Go through the data below. List every line that holds the word "tile".

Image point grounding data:
----

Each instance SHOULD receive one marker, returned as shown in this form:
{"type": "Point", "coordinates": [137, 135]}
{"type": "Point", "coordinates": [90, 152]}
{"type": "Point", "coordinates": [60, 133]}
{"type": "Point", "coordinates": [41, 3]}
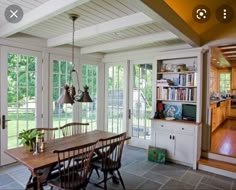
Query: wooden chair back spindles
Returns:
{"type": "Point", "coordinates": [112, 152]}
{"type": "Point", "coordinates": [48, 133]}
{"type": "Point", "coordinates": [74, 128]}
{"type": "Point", "coordinates": [108, 158]}
{"type": "Point", "coordinates": [74, 175]}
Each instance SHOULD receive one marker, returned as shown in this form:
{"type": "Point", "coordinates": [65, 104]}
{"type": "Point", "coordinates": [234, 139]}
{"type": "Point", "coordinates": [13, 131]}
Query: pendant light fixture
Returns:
{"type": "Point", "coordinates": [69, 95]}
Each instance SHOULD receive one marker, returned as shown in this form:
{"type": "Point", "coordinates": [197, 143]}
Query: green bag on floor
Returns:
{"type": "Point", "coordinates": [156, 154]}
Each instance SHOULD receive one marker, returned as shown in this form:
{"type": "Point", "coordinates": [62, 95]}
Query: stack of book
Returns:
{"type": "Point", "coordinates": [176, 94]}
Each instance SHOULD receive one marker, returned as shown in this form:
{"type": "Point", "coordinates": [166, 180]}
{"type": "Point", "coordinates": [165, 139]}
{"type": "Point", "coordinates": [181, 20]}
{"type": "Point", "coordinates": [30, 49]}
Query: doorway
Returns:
{"type": "Point", "coordinates": [221, 93]}
{"type": "Point", "coordinates": [140, 103]}
{"type": "Point", "coordinates": [21, 92]}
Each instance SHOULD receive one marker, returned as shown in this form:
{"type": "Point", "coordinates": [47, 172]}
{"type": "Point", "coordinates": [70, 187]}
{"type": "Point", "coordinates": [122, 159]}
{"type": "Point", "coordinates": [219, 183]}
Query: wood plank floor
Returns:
{"type": "Point", "coordinates": [223, 139]}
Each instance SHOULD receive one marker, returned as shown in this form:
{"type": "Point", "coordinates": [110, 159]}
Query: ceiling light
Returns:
{"type": "Point", "coordinates": [69, 95]}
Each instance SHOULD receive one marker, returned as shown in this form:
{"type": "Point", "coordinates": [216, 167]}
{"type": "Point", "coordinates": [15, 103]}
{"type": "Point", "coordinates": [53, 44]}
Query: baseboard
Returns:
{"type": "Point", "coordinates": [217, 171]}
{"type": "Point", "coordinates": [219, 157]}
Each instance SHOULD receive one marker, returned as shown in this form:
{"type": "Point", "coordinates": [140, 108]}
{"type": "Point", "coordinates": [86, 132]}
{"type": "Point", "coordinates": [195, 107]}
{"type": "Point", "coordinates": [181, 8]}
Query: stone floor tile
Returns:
{"type": "Point", "coordinates": [203, 186]}
{"type": "Point", "coordinates": [174, 184]}
{"type": "Point", "coordinates": [5, 179]}
{"type": "Point", "coordinates": [139, 168]}
{"type": "Point", "coordinates": [156, 177]}
{"type": "Point", "coordinates": [214, 182]}
{"type": "Point", "coordinates": [191, 178]}
{"type": "Point", "coordinates": [149, 185]}
{"type": "Point", "coordinates": [14, 185]}
{"type": "Point", "coordinates": [170, 170]}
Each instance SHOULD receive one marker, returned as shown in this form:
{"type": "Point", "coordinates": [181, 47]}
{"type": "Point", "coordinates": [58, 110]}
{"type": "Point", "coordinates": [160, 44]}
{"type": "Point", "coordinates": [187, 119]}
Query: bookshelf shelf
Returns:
{"type": "Point", "coordinates": [183, 72]}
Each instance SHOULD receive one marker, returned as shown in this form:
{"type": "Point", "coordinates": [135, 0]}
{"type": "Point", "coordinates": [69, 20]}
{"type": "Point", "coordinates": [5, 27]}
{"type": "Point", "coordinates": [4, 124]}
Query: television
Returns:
{"type": "Point", "coordinates": [189, 112]}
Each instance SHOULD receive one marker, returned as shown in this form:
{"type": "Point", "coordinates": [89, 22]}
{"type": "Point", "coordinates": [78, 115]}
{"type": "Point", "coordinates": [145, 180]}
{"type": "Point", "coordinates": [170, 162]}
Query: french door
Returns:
{"type": "Point", "coordinates": [21, 95]}
{"type": "Point", "coordinates": [116, 98]}
{"type": "Point", "coordinates": [140, 103]}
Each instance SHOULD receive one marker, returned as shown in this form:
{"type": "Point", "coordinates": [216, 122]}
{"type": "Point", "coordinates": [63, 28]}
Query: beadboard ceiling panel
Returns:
{"type": "Point", "coordinates": [95, 14]}
{"type": "Point", "coordinates": [91, 13]}
{"type": "Point", "coordinates": [26, 5]}
{"type": "Point", "coordinates": [152, 45]}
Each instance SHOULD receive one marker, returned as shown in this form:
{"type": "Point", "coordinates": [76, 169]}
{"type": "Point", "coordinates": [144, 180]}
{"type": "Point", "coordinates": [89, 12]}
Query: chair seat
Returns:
{"type": "Point", "coordinates": [68, 184]}
{"type": "Point", "coordinates": [113, 165]}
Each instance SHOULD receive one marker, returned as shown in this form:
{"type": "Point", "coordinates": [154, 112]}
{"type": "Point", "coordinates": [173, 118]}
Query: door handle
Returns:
{"type": "Point", "coordinates": [129, 114]}
{"type": "Point", "coordinates": [4, 120]}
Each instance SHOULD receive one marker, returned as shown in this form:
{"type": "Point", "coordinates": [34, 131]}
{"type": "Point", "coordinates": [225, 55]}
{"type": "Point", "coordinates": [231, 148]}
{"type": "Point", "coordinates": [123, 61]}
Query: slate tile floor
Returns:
{"type": "Point", "coordinates": [137, 173]}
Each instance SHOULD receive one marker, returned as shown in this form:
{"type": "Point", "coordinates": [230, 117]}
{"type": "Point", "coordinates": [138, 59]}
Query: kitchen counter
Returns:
{"type": "Point", "coordinates": [220, 111]}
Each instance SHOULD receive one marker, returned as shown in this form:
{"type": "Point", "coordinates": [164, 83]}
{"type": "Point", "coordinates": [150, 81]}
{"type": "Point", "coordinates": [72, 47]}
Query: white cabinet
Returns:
{"type": "Point", "coordinates": [184, 147]}
{"type": "Point", "coordinates": [179, 139]}
{"type": "Point", "coordinates": [177, 92]}
{"type": "Point", "coordinates": [165, 141]}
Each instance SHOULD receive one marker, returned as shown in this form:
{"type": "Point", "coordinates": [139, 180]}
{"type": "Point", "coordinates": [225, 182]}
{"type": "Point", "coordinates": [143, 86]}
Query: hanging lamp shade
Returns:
{"type": "Point", "coordinates": [70, 95]}
{"type": "Point", "coordinates": [85, 96]}
{"type": "Point", "coordinates": [65, 98]}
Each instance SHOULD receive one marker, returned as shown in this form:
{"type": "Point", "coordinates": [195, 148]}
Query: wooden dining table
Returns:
{"type": "Point", "coordinates": [47, 159]}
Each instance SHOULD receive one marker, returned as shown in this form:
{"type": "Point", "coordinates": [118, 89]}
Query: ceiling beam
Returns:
{"type": "Point", "coordinates": [43, 12]}
{"type": "Point", "coordinates": [118, 24]}
{"type": "Point", "coordinates": [127, 43]}
{"type": "Point", "coordinates": [160, 12]}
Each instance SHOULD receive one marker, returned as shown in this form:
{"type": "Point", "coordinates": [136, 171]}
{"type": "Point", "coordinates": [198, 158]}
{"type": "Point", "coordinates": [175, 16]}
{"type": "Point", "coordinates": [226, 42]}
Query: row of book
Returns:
{"type": "Point", "coordinates": [183, 94]}
{"type": "Point", "coordinates": [188, 79]}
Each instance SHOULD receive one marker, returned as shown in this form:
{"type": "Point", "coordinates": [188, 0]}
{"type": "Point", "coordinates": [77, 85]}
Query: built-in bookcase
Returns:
{"type": "Point", "coordinates": [177, 84]}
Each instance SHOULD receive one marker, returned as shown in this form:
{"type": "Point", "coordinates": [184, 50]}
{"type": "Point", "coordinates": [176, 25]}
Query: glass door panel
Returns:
{"type": "Point", "coordinates": [89, 110]}
{"type": "Point", "coordinates": [141, 100]}
{"type": "Point", "coordinates": [115, 101]}
{"type": "Point", "coordinates": [61, 113]}
{"type": "Point", "coordinates": [21, 94]}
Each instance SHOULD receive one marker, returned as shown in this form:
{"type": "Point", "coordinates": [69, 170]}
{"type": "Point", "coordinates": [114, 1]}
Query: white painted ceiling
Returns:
{"type": "Point", "coordinates": [100, 27]}
{"type": "Point", "coordinates": [91, 13]}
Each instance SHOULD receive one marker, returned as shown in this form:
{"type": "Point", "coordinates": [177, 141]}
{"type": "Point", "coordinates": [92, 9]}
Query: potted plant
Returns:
{"type": "Point", "coordinates": [28, 138]}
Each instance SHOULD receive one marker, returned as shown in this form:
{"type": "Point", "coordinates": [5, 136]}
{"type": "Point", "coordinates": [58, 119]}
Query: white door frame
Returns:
{"type": "Point", "coordinates": [3, 95]}
{"type": "Point", "coordinates": [125, 100]}
{"type": "Point", "coordinates": [142, 143]}
{"type": "Point", "coordinates": [76, 109]}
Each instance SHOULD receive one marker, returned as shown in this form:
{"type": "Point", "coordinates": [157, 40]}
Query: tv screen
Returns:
{"type": "Point", "coordinates": [189, 112]}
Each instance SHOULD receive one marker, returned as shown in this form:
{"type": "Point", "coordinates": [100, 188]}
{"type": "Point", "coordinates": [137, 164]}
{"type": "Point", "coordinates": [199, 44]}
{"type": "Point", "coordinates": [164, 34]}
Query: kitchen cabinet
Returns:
{"type": "Point", "coordinates": [233, 78]}
{"type": "Point", "coordinates": [180, 140]}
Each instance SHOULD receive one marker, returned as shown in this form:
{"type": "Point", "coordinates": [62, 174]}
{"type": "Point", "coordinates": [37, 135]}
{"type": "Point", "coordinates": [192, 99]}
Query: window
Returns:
{"type": "Point", "coordinates": [115, 98]}
{"type": "Point", "coordinates": [21, 95]}
{"type": "Point", "coordinates": [62, 113]}
{"type": "Point", "coordinates": [213, 80]}
{"type": "Point", "coordinates": [89, 77]}
{"type": "Point", "coordinates": [224, 83]}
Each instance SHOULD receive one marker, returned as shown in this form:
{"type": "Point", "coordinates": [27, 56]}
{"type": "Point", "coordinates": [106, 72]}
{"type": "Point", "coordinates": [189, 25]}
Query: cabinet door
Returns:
{"type": "Point", "coordinates": [233, 78]}
{"type": "Point", "coordinates": [184, 148]}
{"type": "Point", "coordinates": [163, 140]}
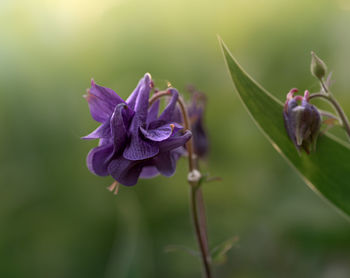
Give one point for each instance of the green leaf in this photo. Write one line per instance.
(326, 171)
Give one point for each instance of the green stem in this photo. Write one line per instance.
(200, 236)
(197, 204)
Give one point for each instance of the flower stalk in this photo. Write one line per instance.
(340, 112)
(196, 197)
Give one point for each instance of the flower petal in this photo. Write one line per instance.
(153, 112)
(141, 105)
(125, 171)
(175, 142)
(158, 134)
(168, 113)
(103, 131)
(102, 102)
(140, 149)
(118, 129)
(149, 172)
(131, 100)
(97, 159)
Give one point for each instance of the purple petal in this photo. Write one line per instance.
(140, 149)
(153, 112)
(158, 134)
(97, 159)
(125, 171)
(103, 131)
(149, 172)
(175, 141)
(168, 113)
(102, 102)
(131, 101)
(117, 126)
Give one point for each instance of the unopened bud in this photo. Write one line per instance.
(318, 67)
(302, 121)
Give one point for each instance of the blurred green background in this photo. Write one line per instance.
(58, 220)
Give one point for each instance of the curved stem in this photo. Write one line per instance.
(338, 109)
(197, 204)
(201, 242)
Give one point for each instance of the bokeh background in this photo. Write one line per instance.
(58, 220)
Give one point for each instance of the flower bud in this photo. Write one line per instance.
(318, 67)
(302, 121)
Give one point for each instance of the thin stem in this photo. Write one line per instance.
(197, 204)
(202, 247)
(324, 86)
(338, 109)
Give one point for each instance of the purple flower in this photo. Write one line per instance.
(134, 142)
(195, 110)
(302, 121)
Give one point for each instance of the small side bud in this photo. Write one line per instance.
(318, 67)
(302, 121)
(194, 177)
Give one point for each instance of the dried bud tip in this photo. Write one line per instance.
(193, 177)
(318, 67)
(114, 187)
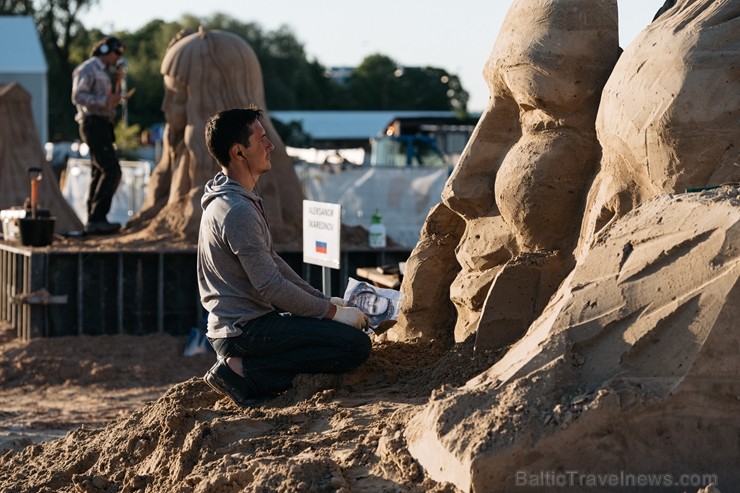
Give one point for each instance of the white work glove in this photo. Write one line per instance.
(351, 316)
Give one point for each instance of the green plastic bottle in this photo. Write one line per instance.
(377, 231)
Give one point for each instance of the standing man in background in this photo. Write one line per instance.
(96, 97)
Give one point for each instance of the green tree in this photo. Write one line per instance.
(61, 36)
(379, 83)
(292, 81)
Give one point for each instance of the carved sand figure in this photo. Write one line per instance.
(632, 366)
(661, 144)
(20, 149)
(206, 72)
(520, 183)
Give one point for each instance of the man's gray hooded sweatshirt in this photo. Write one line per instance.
(240, 276)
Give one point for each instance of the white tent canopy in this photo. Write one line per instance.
(22, 60)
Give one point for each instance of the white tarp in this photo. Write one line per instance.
(403, 196)
(128, 197)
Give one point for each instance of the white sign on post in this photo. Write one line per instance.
(322, 224)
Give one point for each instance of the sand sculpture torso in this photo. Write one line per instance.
(206, 72)
(632, 365)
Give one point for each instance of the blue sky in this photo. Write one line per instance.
(457, 36)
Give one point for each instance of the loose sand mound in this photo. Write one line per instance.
(327, 434)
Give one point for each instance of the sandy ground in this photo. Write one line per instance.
(131, 413)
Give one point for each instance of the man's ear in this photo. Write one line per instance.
(235, 152)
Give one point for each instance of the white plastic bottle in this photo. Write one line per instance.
(377, 231)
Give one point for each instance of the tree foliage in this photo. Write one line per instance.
(292, 81)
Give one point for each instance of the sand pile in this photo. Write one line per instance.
(327, 434)
(570, 310)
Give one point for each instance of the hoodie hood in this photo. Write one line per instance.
(221, 185)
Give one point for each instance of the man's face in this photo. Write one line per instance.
(258, 152)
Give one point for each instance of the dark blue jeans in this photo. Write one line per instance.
(275, 348)
(105, 172)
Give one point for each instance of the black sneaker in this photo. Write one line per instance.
(223, 380)
(101, 227)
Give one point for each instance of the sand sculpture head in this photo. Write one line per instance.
(206, 72)
(520, 182)
(659, 124)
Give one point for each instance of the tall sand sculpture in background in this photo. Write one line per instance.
(20, 149)
(632, 366)
(206, 72)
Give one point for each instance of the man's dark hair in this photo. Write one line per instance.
(229, 127)
(108, 44)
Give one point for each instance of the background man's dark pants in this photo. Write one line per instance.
(274, 349)
(97, 133)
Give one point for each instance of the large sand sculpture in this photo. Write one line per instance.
(206, 72)
(602, 299)
(632, 364)
(21, 149)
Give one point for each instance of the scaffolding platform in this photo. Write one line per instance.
(61, 291)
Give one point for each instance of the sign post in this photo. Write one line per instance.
(322, 224)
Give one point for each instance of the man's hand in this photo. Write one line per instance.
(351, 316)
(113, 99)
(338, 301)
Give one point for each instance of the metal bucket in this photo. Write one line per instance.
(37, 231)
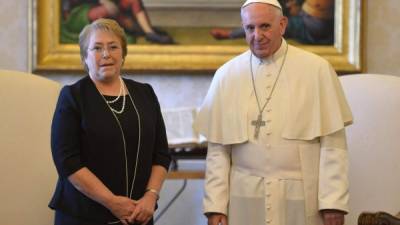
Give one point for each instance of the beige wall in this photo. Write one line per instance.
(382, 36)
(381, 51)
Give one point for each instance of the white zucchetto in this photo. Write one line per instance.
(271, 2)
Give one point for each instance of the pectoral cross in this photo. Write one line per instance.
(257, 125)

----

ANSWER SECTION:
Query: stone floor tile
Query: slate tile floor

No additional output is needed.